Requirements: Reproduce the lines of the material exactly, excluding every image.

>> Start Supplied information

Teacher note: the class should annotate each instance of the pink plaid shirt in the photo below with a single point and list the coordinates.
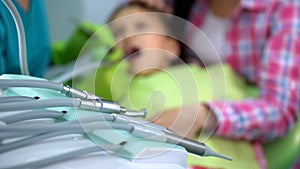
(264, 36)
(265, 48)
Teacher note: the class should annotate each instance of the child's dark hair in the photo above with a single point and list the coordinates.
(169, 22)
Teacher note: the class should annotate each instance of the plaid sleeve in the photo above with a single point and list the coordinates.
(274, 113)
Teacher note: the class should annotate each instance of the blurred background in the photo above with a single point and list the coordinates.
(63, 15)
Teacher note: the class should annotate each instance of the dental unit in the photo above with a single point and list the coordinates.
(45, 124)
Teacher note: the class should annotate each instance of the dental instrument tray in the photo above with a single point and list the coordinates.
(48, 125)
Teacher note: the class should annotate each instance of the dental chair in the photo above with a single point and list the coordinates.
(282, 153)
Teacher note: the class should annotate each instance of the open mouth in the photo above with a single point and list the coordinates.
(132, 53)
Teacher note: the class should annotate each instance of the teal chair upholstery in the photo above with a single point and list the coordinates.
(283, 153)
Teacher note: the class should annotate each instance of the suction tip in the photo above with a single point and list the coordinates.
(210, 152)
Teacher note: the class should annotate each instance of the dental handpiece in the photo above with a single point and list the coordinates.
(193, 146)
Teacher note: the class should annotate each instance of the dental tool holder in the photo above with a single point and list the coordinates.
(135, 152)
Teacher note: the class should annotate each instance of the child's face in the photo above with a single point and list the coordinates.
(145, 51)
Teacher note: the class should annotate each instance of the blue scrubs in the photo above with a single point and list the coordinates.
(37, 39)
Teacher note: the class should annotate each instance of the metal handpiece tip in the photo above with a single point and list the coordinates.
(133, 113)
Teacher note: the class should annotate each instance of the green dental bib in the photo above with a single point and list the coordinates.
(175, 87)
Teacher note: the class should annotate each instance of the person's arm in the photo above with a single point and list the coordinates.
(2, 48)
(274, 113)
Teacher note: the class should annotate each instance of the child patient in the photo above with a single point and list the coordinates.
(154, 76)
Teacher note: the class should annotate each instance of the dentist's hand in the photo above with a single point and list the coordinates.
(187, 121)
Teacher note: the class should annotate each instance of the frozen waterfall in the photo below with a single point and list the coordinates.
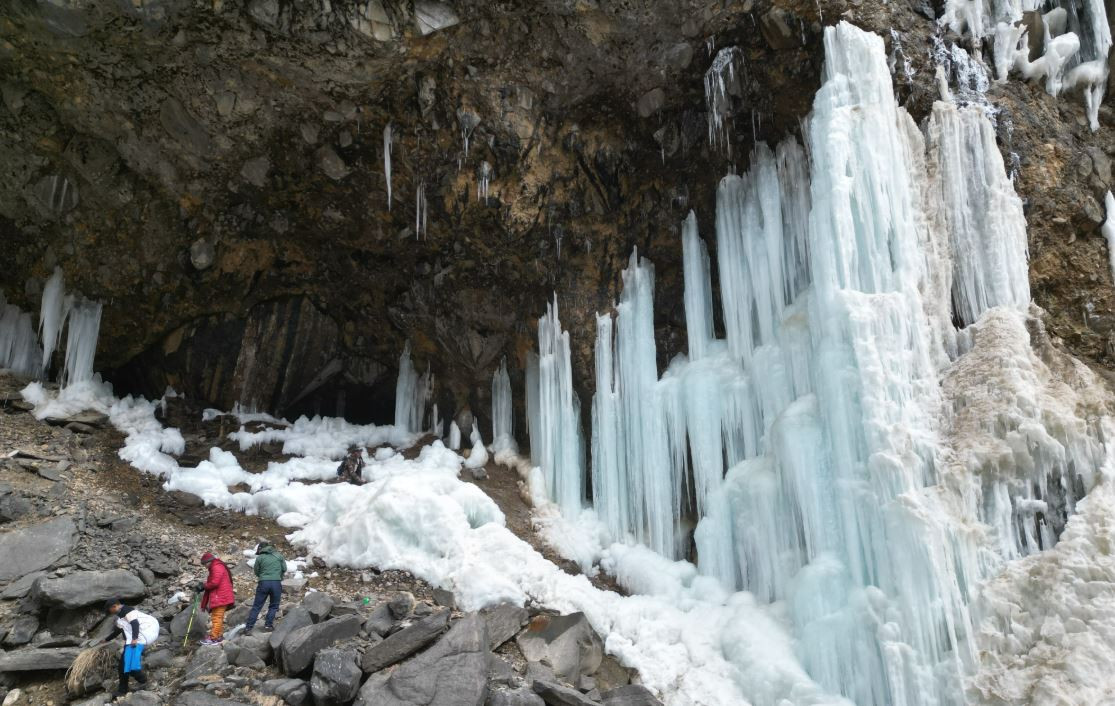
(844, 451)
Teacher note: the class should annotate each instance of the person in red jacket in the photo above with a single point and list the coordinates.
(219, 597)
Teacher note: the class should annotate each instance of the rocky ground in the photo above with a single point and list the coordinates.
(81, 526)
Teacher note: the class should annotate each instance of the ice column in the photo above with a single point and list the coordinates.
(52, 316)
(410, 394)
(560, 445)
(981, 212)
(503, 437)
(81, 341)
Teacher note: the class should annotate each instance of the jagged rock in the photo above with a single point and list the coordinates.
(566, 642)
(292, 692)
(21, 630)
(89, 588)
(301, 645)
(20, 588)
(504, 621)
(405, 642)
(336, 677)
(318, 605)
(523, 696)
(400, 605)
(206, 660)
(556, 695)
(202, 254)
(38, 659)
(631, 695)
(35, 548)
(296, 618)
(380, 621)
(453, 673)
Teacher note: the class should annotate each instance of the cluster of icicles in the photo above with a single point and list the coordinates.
(29, 355)
(803, 456)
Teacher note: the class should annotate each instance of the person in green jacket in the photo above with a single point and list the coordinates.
(270, 568)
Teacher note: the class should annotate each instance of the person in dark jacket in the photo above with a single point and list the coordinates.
(138, 630)
(351, 468)
(270, 568)
(219, 597)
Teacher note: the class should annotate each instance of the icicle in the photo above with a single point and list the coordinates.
(503, 437)
(560, 448)
(387, 162)
(52, 316)
(81, 341)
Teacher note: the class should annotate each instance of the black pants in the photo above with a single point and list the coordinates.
(265, 591)
(124, 677)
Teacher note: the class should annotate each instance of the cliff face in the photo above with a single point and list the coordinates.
(214, 172)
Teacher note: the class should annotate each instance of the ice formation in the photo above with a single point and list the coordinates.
(503, 433)
(52, 316)
(387, 162)
(411, 393)
(556, 425)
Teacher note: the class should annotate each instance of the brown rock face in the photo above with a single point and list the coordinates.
(214, 172)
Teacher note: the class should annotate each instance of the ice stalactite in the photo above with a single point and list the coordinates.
(411, 392)
(721, 81)
(387, 162)
(503, 436)
(19, 349)
(982, 214)
(52, 313)
(81, 335)
(560, 446)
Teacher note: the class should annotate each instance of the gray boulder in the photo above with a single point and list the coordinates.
(556, 695)
(301, 645)
(89, 588)
(631, 695)
(453, 673)
(522, 696)
(38, 659)
(292, 692)
(504, 621)
(336, 677)
(566, 642)
(35, 548)
(318, 605)
(380, 621)
(405, 642)
(298, 617)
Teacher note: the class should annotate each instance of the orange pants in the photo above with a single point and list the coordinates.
(217, 617)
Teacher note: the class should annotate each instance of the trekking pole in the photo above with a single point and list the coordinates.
(190, 626)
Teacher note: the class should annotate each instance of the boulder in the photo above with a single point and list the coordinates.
(21, 630)
(90, 588)
(336, 677)
(298, 617)
(38, 659)
(318, 605)
(566, 642)
(405, 642)
(292, 692)
(631, 695)
(35, 548)
(504, 621)
(380, 621)
(207, 659)
(522, 696)
(556, 695)
(301, 645)
(453, 673)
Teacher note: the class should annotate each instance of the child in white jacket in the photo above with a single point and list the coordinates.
(138, 630)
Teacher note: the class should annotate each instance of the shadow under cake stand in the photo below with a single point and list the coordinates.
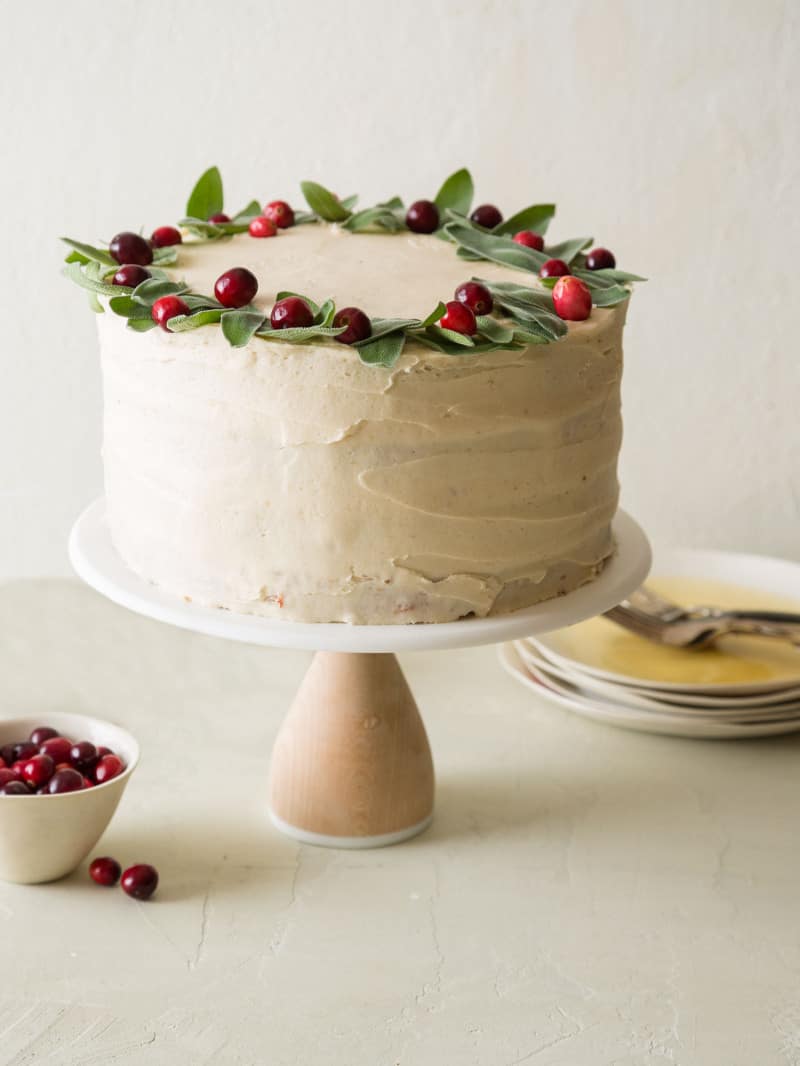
(351, 765)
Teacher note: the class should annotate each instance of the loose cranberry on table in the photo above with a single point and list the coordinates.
(601, 259)
(459, 318)
(486, 215)
(131, 275)
(554, 268)
(529, 240)
(165, 308)
(281, 213)
(140, 881)
(65, 780)
(105, 871)
(130, 248)
(164, 237)
(261, 227)
(358, 326)
(572, 299)
(236, 287)
(290, 312)
(476, 296)
(422, 216)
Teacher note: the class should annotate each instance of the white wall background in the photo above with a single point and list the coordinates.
(668, 130)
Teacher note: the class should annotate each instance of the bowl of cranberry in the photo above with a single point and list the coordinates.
(61, 778)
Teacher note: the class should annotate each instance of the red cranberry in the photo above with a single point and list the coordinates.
(281, 213)
(166, 308)
(42, 733)
(83, 756)
(105, 871)
(262, 227)
(130, 248)
(600, 259)
(572, 299)
(459, 318)
(164, 237)
(290, 312)
(38, 770)
(15, 789)
(140, 881)
(108, 768)
(236, 287)
(529, 240)
(131, 275)
(65, 780)
(554, 268)
(476, 296)
(358, 326)
(422, 216)
(58, 748)
(486, 215)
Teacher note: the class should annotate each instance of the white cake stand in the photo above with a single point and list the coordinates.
(351, 766)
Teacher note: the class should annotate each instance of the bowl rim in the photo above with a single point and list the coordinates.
(63, 715)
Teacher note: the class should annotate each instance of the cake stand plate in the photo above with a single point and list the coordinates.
(351, 766)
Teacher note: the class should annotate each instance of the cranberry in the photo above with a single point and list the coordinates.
(130, 275)
(83, 756)
(572, 299)
(281, 213)
(529, 240)
(476, 296)
(140, 881)
(486, 215)
(422, 216)
(65, 780)
(58, 748)
(554, 268)
(42, 733)
(105, 871)
(358, 326)
(15, 789)
(166, 308)
(289, 312)
(108, 768)
(262, 227)
(459, 318)
(38, 770)
(236, 287)
(600, 259)
(130, 248)
(164, 237)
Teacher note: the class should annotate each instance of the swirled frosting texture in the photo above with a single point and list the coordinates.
(294, 482)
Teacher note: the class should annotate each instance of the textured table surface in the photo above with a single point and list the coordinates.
(586, 895)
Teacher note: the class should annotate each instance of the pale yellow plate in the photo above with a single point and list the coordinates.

>> End Supplied information

Answer to this problem:
Teacher note: the class should annotate each instance of the pink plaid shirt in the photo below with a single point and list the coordinates.
(264, 36)
(265, 48)
Teacher note: the class should annotate each instance of the child's dark hair in the photo above with a single point and list the coordinates.
(169, 22)
Teacher note: the class should annotate each instance of the plaid sleeve in the photo above with a single point and list the coordinates.
(274, 113)
Teacher note: the class should annotate each instance of the blurred background in the photo above with a single point and list the coordinates.
(63, 15)
Teacher note: the class should annotate each instance of the dental unit in the photo above with a single point and list the coordinates.
(45, 124)
Teacher note: the class should annotate each instance of the dental instrument tray in the photo above with a single point and list the coordinates.
(48, 125)
Teacher note: the class should annotate each instance of the dental chair in the photo above with a single point and list the coordinates.
(282, 153)
Teacher note: the class should annotate each instance of the open mouth in the photo above with a single point and list the coordinates.
(132, 53)
Teacher note: the class should annotate each instance of the teal chair upholstery in the photo above with a single point and list the coordinates.
(283, 153)
Teacher note: the class should annotate each instance of the suction tip in the photo above with a single point and list the coordinates.
(210, 152)
Teacher note: the class should annotate each instance of the dental handpiece in the photo above with a single point and list the coordinates.
(193, 146)
Teacher note: the class should annotate each instance of the dental tool holder in the photo above with a single point and list the coordinates.
(135, 152)
Teacher note: the class should annotate each instance of the child's face in the photo above with a single point and list the coordinates.
(145, 51)
Teacher note: the class should annotate each instance of the blue scrubs in the photo above with a single point and list the coordinates.
(37, 39)
Teacher note: the class should annotate each instance of the metal handpiece tip in the photo above with a single point and list the coordinates.
(133, 113)
Teacher note: the class should annotate each instance of the green dental bib in the photo above with a single point and list the coordinates.
(175, 87)
Teacher note: the class should annotate each instance of the person's arm in the photo above with a single point and list the coordinates.
(2, 48)
(274, 113)
Teacher note: the class should annotate each instance of the child patient in the photo above with a single point and list the coordinates.
(154, 76)
Teacher note: the class should annotate each instance of the dentist's hand in the photo above with a single point and list the coordinates.
(187, 121)
Teacher note: the class should annotate each instance of the frozen waterfall in the photo below with a single point and list the coordinates.
(844, 451)
Teacher note: the class should annotate each instance of the person in red jacket in the photo above with a single point and list the coordinates.
(219, 597)
Teacher note: the class should annotate each instance of the rocky ground in the photo above with a single point and list the coordinates.
(81, 526)
Teacher note: the class should annotate each instance of the ice column in the photo above with a single point and list the coordinates.
(52, 316)
(410, 394)
(560, 445)
(981, 212)
(503, 437)
(81, 341)
Teacher note: the class should annotate each instance of the jagged rock in the photo above with a single point and list the coordinates.
(566, 642)
(292, 692)
(21, 630)
(89, 588)
(301, 645)
(20, 588)
(504, 621)
(405, 642)
(336, 677)
(318, 605)
(523, 696)
(400, 605)
(206, 660)
(556, 695)
(202, 254)
(38, 659)
(631, 695)
(35, 548)
(296, 618)
(380, 621)
(453, 673)
Teacher note: the class should annotate each instance of the cluster of icicles in the photo above with a single point and list the coordinates.
(29, 355)
(803, 456)
Teacher note: the class should annotate each instance of the person in green jacket in the photo above with a single point and list the coordinates.
(270, 568)
Teacher note: the class should annotate each instance of the person in dark jacket in the photo above with a single point and list the coordinates.
(138, 630)
(351, 468)
(270, 568)
(219, 597)
Teacher note: the class should annotate each instance of the icicle in the photo above with a single point and list the coordinates.
(503, 437)
(560, 448)
(387, 162)
(52, 316)
(81, 341)
Teacher note: the class should annotate each instance of the black pants in the photo above with a single point and list the coordinates.
(265, 591)
(124, 677)
Teacher note: the class should annotate each instance of the cliff face in the photo above with a single point and list the coordinates.
(214, 172)
Teacher note: the class should annotate each instance of the ice formation in the photo above with a single point and list the coordinates.
(503, 433)
(52, 316)
(387, 162)
(411, 393)
(556, 425)
Teacher note: the class should annotate each instance of the brown rock face in the photo above with a single point and list the coordinates.
(214, 172)
Teacher note: the class should annotate each instance of the ice stalactite in the photo above with a single point and list the coordinates.
(411, 392)
(721, 81)
(387, 162)
(503, 436)
(19, 349)
(982, 214)
(52, 313)
(81, 335)
(560, 446)
Teacher note: the class should annotate each instance of the gray boulder in the photo above with a single point and list the coordinates.
(556, 695)
(301, 645)
(89, 588)
(631, 695)
(453, 673)
(522, 696)
(38, 659)
(292, 692)
(504, 621)
(336, 677)
(566, 642)
(35, 548)
(318, 605)
(380, 621)
(405, 642)
(298, 617)
Teacher note: the class should annotate each instance of the orange pants in the photo above with a single point and list the coordinates.
(217, 617)
Teacher note: the class should annotate each instance of the trekking pole in the photo above with a single point and list the coordinates.
(190, 626)
Teacher note: the class should annotate each instance of the boulder in the photo above with a single point and list the coordinates.
(21, 630)
(90, 588)
(336, 677)
(298, 617)
(38, 659)
(318, 605)
(566, 642)
(405, 642)
(292, 692)
(631, 695)
(35, 548)
(504, 621)
(380, 621)
(207, 659)
(522, 696)
(556, 695)
(301, 645)
(453, 673)
Teacher note: the class should annotate each instance of the child in white jacket in the photo above with a single point and list the coordinates.
(138, 630)
Teacher note: the class should annotate each instance of the shadow under cake stand in the photo below with a single point and list the coordinates.
(351, 765)
Teacher note: the class should annotate each instance of the loose cranberry on table in the photo above with a single point and list the coordinates.
(601, 259)
(459, 318)
(486, 215)
(131, 275)
(554, 268)
(529, 240)
(165, 308)
(281, 213)
(140, 881)
(65, 780)
(105, 871)
(130, 248)
(164, 237)
(261, 227)
(358, 326)
(572, 299)
(236, 287)
(290, 312)
(476, 296)
(422, 216)
Teacher note: the class should annotate each instance of the white wall background in the photo above with a single point and list the coordinates.
(668, 130)
Teacher note: the class should annotate each instance of the bowl of cranberry in the photo above with a single point and list the coordinates.
(61, 778)
Teacher note: the class should annotate each instance of the red cranberry in the photo above with a single point and list the coordinates.
(281, 213)
(166, 308)
(42, 733)
(83, 756)
(105, 871)
(262, 227)
(130, 248)
(600, 259)
(572, 299)
(459, 318)
(164, 237)
(290, 312)
(38, 770)
(15, 789)
(140, 881)
(108, 768)
(236, 287)
(529, 240)
(131, 275)
(65, 780)
(554, 268)
(476, 296)
(358, 326)
(422, 216)
(58, 748)
(486, 215)
Teacher note: the class should annotate each instance of the white cake stand in the photo above with a single point and list the coordinates.
(351, 766)
Teacher note: the class should annotate each instance of the bowl rim in the photo above with a single point and list the coordinates.
(63, 715)
Teacher note: the class should annotate each instance of the cake stand plate in the photo above with a single point and list the coordinates.
(351, 766)
Teacher note: the class should annotate each instance of the cranberry in the photo above with a single point and list the coordinates.
(130, 275)
(83, 756)
(572, 299)
(281, 213)
(529, 240)
(476, 296)
(140, 881)
(486, 215)
(422, 216)
(65, 780)
(58, 748)
(554, 268)
(42, 733)
(105, 871)
(358, 326)
(15, 789)
(166, 308)
(289, 312)
(108, 768)
(262, 227)
(459, 318)
(38, 770)
(236, 287)
(600, 259)
(130, 248)
(164, 237)
Teacher note: the class should annotate each instance of the swirled frosting texture in the photo above with a single point and list the coordinates.
(294, 482)
Teacher note: the class should annotate each instance of the textured table surface in the photo above with a single point and list the coordinates.
(586, 895)
Teacher note: the class should annotate each instance of the pale yellow plate in the photo above with a single point and list the coordinates.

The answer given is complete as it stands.